======== Exercise data ========

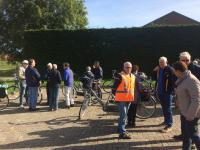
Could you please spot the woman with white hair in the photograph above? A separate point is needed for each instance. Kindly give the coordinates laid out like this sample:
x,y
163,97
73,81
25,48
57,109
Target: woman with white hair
x,y
186,58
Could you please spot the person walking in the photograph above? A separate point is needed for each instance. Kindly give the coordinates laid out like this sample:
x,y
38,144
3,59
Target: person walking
x,y
33,82
54,88
164,89
133,106
195,70
22,82
97,71
68,83
87,81
46,77
188,103
123,89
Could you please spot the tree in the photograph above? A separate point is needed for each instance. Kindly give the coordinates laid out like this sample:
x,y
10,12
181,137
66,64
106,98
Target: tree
x,y
16,16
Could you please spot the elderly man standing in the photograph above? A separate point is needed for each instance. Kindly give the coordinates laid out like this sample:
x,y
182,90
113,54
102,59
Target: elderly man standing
x,y
22,81
46,77
164,89
123,90
33,82
188,102
195,70
68,82
54,88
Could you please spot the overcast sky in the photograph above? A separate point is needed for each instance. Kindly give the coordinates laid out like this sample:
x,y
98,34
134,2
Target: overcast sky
x,y
135,13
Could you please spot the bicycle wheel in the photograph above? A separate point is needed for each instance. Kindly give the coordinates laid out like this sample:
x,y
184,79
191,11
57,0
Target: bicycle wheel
x,y
84,107
4,102
146,109
13,92
110,104
107,86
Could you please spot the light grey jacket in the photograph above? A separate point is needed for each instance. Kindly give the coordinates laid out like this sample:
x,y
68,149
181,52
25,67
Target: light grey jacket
x,y
188,96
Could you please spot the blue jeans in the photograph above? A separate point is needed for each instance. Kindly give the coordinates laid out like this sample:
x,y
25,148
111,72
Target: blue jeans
x,y
123,110
22,91
166,103
33,94
190,133
54,97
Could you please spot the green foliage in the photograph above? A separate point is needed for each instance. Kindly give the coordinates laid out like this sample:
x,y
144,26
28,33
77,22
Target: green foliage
x,y
142,46
19,15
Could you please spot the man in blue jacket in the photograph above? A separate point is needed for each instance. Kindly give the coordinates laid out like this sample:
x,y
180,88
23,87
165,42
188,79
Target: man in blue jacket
x,y
33,82
68,83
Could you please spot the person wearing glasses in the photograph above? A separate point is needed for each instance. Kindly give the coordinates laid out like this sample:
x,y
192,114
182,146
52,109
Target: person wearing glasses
x,y
188,103
164,77
123,89
195,70
186,58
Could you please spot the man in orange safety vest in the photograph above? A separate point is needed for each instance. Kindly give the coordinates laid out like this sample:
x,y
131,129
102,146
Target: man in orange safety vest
x,y
123,90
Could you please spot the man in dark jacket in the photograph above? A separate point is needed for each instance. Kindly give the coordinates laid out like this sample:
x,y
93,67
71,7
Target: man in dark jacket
x,y
195,70
97,71
164,89
87,78
33,82
46,77
54,87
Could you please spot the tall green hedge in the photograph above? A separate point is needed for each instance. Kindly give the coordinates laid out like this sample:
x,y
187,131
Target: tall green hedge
x,y
142,46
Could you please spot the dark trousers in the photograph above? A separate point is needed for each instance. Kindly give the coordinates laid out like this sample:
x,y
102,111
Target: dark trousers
x,y
48,93
22,91
132,113
54,97
166,103
190,133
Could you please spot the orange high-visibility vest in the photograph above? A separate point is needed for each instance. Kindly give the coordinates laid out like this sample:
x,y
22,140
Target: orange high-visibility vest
x,y
125,90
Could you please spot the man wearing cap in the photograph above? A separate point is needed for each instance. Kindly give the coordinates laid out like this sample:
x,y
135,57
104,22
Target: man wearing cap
x,y
22,81
123,89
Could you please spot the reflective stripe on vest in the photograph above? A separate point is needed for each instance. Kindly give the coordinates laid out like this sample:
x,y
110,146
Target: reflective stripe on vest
x,y
125,90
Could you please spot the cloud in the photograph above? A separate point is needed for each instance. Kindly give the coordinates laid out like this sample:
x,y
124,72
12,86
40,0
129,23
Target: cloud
x,y
129,13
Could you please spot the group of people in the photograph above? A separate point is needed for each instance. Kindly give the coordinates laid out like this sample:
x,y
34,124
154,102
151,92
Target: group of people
x,y
30,80
183,78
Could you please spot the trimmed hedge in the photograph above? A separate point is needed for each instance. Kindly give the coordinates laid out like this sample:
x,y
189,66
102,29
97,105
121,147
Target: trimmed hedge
x,y
142,46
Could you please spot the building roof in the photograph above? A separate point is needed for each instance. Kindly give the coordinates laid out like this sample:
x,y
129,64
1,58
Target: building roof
x,y
173,18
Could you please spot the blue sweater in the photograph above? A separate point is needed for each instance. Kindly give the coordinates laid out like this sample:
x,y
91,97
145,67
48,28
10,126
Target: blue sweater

========

_About this task_. Reproduce verbatim the stretch of lines beginning with the one containing "Target: group of people" and ending at the close of the entries above.

_Expected output_.
Target: group of people
x,y
30,80
183,78
Could you please spot the trimmed hedge in the photograph above? A separate point is needed for each instance. Kindly give the coordinates laid out like this sample:
x,y
189,66
102,29
97,105
121,147
Target: trimmed hedge
x,y
142,46
Could you please spot the building roof in the photograph above? A separate point is needed for each instance. Kindly give the coordinates laid out like this sample:
x,y
129,64
1,58
Target: building roof
x,y
173,18
Could you please spot the blue sweater in the photograph above? A separate point is needed for each instance. Kindly give the coordinates laid out like this sample:
x,y
91,97
145,67
48,28
10,126
Target: blue sweater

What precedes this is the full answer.